• Assigned task: Write out the entire abstract on infantile hypertrophic pyloric stenosis word for word, from the ISSN lines at the top through the final sentence.

• Text excerpt:
——

On-line version ISSN 2078-5151
Print version ISSN 0038-2361

Abstract

ARNOLD, R et al. Infantile hypertrophic pyloric stenosis: profile, management and outcome of patients admitted to a tertiary hospital in Bloemfontein, South Africa. S. Afr. j. surg. [online]. 2019, vol.57, n.2, pp.64-68. ISSN 2078-5151.  http://dx.doi.org/10.17159/2078-5151/2019/v57n2a2811.

BACKGROUND: Infantile hypertrophic pyloric stenosis (IHPS) is the thickening of both muscle layers of the pylorus and is most commonly found in first-born males. It usually presents with projectile, non-bilious vomiting. Late presentation leads to severe dehydration and malnutrition with deranged serum-electrolytes and acid-base imbalance delaying treatment and prolonging hospital stay. This study aims to evaluate the profile, management and outcome of IHPS at a tertiary hospital in Bloemfontein, South Africa. METHODS: The study was a retrospective, descriptive record review including all patients with IHPS admitted to Universitas Hospital from January 2008 to February 2016. Of the 22 patients admitted, files for 19 patients were available for inclusion. RESULTS: Sixteen (84.2%) of the 19 patients were male. Of the 11 patients with available birth order, two were first-, two second-, six third- and one fourth-born. The patients' ages ranged from 27 to 194 days (median 51 days). The most common symptoms were projectile vomiting (78.9%) and poor weight gain (68.4%). Six patients had no ultrasound done, and 17 patients underwent a Ramstedt-pyloromyotomy. Eight patients received atropine as part of their initial management. The duration of symptoms ranged from 1 to 58 days (median 14 days). There was no reported mortality. The length of stay ranged from 2 to 60 days (median 7 days). CONCLUSION: The gender distribution and age at presentation were in keeping with the literature but not the birth order. The delay before surgery emphasises the poor general health and deranged biochemical state the patients present at the hospital.

——

• Entries provided:
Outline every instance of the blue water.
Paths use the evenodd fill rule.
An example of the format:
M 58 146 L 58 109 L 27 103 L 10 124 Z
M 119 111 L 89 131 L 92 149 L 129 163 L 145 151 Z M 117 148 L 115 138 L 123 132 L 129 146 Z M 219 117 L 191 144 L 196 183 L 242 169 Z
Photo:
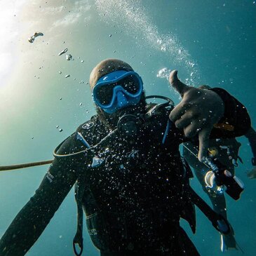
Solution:
M 147 95 L 166 95 L 176 103 L 179 95 L 165 78 L 157 77 L 163 68 L 178 69 L 180 78 L 190 85 L 225 88 L 246 106 L 256 126 L 252 0 L 39 0 L 13 1 L 10 8 L 5 27 L 8 34 L 1 38 L 8 42 L 4 49 L 11 55 L 0 85 L 0 166 L 52 159 L 54 148 L 95 114 L 86 83 L 92 68 L 107 58 L 130 64 L 142 77 Z M 43 36 L 30 43 L 27 38 L 35 32 Z M 58 56 L 65 48 L 74 60 Z M 256 180 L 246 176 L 252 154 L 246 140 L 239 141 L 244 163 L 236 172 L 245 189 L 238 201 L 227 196 L 228 215 L 244 255 L 255 255 Z M 46 170 L 41 166 L 0 173 L 0 236 Z M 196 179 L 191 184 L 209 202 Z M 195 235 L 186 223 L 182 225 L 201 255 L 222 253 L 219 234 L 199 210 Z M 75 231 L 72 191 L 27 255 L 72 255 Z M 86 231 L 84 236 L 84 255 L 98 255 Z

——

• Exercise output:
On-line version ISSN 2078-5151
Print version ISSN 0038-2361

Abstract

ARNOLD, R et al. Infantile hypertrophic pyloric stenosis: profile, management and outcome of patients admitted to a tertiary hospital in Bloemfontein, South Africa. S. Afr. j. surg. [online]. 2019, vol.57, n.2, pp.64-68. ISSN 2078-5151.  http://dx.doi.org/10.17159/2078-5151/2019/v57n2a2811.

BACKGROUND: Infantile hypertrophic pyloric stenosis (IHPS) is the thickening of both muscle layers of the pylorus and is most commonly found in first-born males. It usually presents with projectile, non-bilious vomiting. Late presentation leads to severe dehydration and malnutrition with deranged serum-electrolytes and acid-base imbalance delaying treatment and prolonging hospital stay. This study aims to evaluate the profile, management and outcome of IHPS at a tertiary hospital in Bloemfontein, South Africa. METHODS: The study was a retrospective, descriptive record review including all patients with IHPS admitted to Universitas Hospital from January 2008 to February 2016. Of the 22 patients admitted, files for 19 patients were available for inclusion. RESULTS: Sixteen (84.2%) of the 19 patients were male. Of the 11 patients with available birth order, two were first-, two second-, six third- and one fourth-born. The patients' ages ranged from 27 to 194 days (median 51 days). The most common symptoms were projectile vomiting (78.9%) and poor weight gain (68.4%). Six patients had no ultrasound done, and 17 patients underwent a Ramstedt-pyloromyotomy. Eight patients received atropine as part of their initial management. The duration of symptoms ranged from 1 to 58 days (median 14 days). There was no reported mortality. The length of stay ranged from 2 to 60 days (median 7 days). CONCLUSION: The gender distribution and age at presentation were in keeping with the literature but not the birth order. The delay before surgery emphasises the poor general health and deranged biochemical state the patients present at the hospital.